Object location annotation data
——

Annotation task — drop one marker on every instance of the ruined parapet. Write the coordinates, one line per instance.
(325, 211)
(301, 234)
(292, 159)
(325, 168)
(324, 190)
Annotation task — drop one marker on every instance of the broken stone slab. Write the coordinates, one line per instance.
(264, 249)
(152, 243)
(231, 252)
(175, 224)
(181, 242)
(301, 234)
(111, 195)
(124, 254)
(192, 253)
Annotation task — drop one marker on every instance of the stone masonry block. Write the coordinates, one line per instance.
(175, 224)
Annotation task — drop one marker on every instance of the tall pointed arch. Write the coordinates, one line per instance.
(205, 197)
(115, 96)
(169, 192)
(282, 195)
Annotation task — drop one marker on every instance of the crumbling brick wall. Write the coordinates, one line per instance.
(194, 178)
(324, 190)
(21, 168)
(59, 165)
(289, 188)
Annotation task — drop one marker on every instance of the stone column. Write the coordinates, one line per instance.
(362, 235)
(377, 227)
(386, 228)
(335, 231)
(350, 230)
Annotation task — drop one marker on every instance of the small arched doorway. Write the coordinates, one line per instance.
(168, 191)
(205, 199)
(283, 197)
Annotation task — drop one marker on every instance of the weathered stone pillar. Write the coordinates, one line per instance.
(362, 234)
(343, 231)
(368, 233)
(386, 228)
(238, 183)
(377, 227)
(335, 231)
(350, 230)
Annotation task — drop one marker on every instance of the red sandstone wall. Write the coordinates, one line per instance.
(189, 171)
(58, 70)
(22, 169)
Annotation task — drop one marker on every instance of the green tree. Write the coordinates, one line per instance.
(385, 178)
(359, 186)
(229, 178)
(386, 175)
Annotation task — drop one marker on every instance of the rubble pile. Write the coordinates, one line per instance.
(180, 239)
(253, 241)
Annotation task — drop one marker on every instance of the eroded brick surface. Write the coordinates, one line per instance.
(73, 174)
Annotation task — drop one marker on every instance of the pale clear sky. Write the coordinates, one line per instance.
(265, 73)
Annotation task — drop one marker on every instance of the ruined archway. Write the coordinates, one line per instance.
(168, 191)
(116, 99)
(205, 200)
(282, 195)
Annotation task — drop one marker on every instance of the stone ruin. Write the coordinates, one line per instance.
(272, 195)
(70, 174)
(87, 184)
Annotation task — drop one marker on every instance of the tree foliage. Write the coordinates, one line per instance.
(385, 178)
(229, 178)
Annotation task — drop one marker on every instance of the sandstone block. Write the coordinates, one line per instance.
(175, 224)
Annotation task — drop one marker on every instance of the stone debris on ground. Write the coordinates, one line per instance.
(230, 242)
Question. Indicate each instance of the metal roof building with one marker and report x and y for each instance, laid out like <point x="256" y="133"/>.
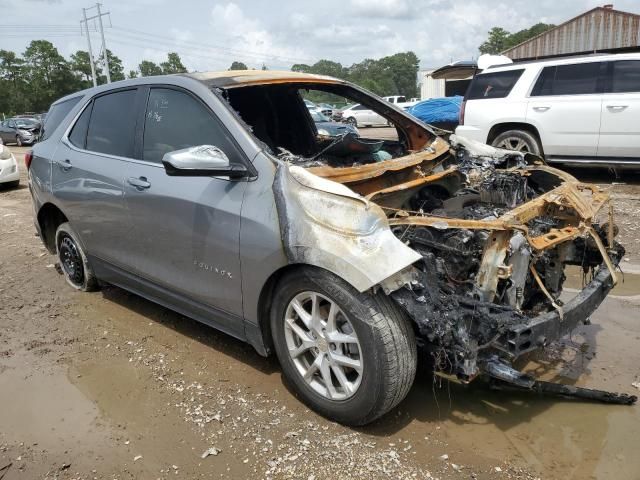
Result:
<point x="601" y="29"/>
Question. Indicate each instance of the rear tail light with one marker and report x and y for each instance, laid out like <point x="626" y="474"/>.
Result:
<point x="27" y="159"/>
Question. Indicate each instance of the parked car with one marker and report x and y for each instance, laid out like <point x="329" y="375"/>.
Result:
<point x="21" y="131"/>
<point x="359" y="115"/>
<point x="9" y="170"/>
<point x="401" y="101"/>
<point x="229" y="209"/>
<point x="577" y="111"/>
<point x="330" y="128"/>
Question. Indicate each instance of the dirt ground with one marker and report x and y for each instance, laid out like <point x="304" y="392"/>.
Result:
<point x="107" y="385"/>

——

- The problem: Could you write out all of the data above again, switching every occurrence of "one marker" to "a single pin" and keeping everything else unchanged? Leave the pictures out of your answer.

- Exercise response:
Annotation task — drop a single pin on every instance of the ruined parapet. Write the coordinates, one line per instance.
(325, 211)
(301, 234)
(292, 159)
(325, 168)
(324, 190)
Annotation task — drop a single pin on every instance of the broken stone slab. Write the coordinates, one line per instance.
(264, 249)
(152, 243)
(231, 252)
(175, 224)
(181, 242)
(301, 234)
(111, 195)
(124, 254)
(192, 253)
Annotation task — drop a single pin on every instance of the stone masonry block. Write the coordinates, one line per instance.
(175, 224)
Annotation task — drop a single pin on every instance of the tall pointed arch. Write the coordinates, one line per instance.
(205, 197)
(115, 96)
(169, 192)
(282, 195)
Annotation task — drop a single pin on every instance of the crumbling brick wall. Write the coordinates, one line per instance.
(194, 178)
(324, 190)
(21, 168)
(59, 165)
(289, 188)
Annotation task — drop a single pin on every instance of the stone column. Write the coordinates, one line per instance.
(362, 235)
(377, 227)
(386, 228)
(335, 231)
(350, 230)
Annotation task — drop a single pin on every instance of the small arched doorway. Write the coordinates, one line per instance.
(168, 191)
(205, 199)
(283, 197)
Annotation task — drop a single pin on every instance of the weathered stone pillar. Write the coordinates, one line per instance.
(362, 234)
(343, 231)
(368, 233)
(386, 228)
(238, 183)
(377, 227)
(335, 231)
(350, 230)
Annotation task — drop a single pin on every instance of the red sandstone wall. Write the coordinates, one line per instance.
(189, 171)
(58, 70)
(22, 169)
Annotation task — drop a single pin on every instance of the green tree. Write the coordinates, one line per instance.
(385, 178)
(359, 186)
(229, 178)
(386, 175)
Annotation task — drop a single pin on every instance of the rubble pile. Write the coordinates, one line per instance.
(180, 239)
(253, 241)
Annotation task — drop a single pin on every instance of the eroded brick surface. Write the coordinates, one line per instance.
(73, 174)
Annotation task — drop a single pin on every instance of the pale clear sky. Write the coordinates, one line per instance.
(265, 73)
Annotation task — drop a single pin on every instance of the ruined archway. Write the coordinates, one line per instance.
(168, 191)
(116, 99)
(205, 200)
(282, 195)
Annotation task — drop a single pin on every instance of the stone ruin. Write the coordinates, one line per instance.
(272, 195)
(70, 174)
(87, 184)
Annotation task — drop a single pin on every instance of the tree foliage. Write the coordinates, one line per instance.
(385, 178)
(229, 178)
Annotation task — drop a single pin on every instance of the sandstone block. Write the coordinates, one line per instance.
(175, 224)
Annotation task — drop a single pin on every instance of the stone debris on ground. Write the coordinates, one line per instance.
(230, 242)
Question. Indicate each instance of the metal roof building with a single pin and report x and y for each instance, laid out like <point x="256" y="133"/>.
Result:
<point x="601" y="29"/>
Question. Indicate each instance of the rear tail light with a single pin and report x and y for each instance, laid out like <point x="626" y="474"/>.
Result:
<point x="27" y="159"/>
Question. Indicate each instance of the parked car with a single pin and report x and y for each instance, laid out like <point x="329" y="375"/>.
Result:
<point x="21" y="131"/>
<point x="359" y="115"/>
<point x="9" y="170"/>
<point x="401" y="101"/>
<point x="229" y="209"/>
<point x="577" y="111"/>
<point x="330" y="128"/>
Question. Indicate each instance of the dirt ground with a single pin and report x and y for each instance, laid out like <point x="304" y="392"/>.
Result:
<point x="107" y="385"/>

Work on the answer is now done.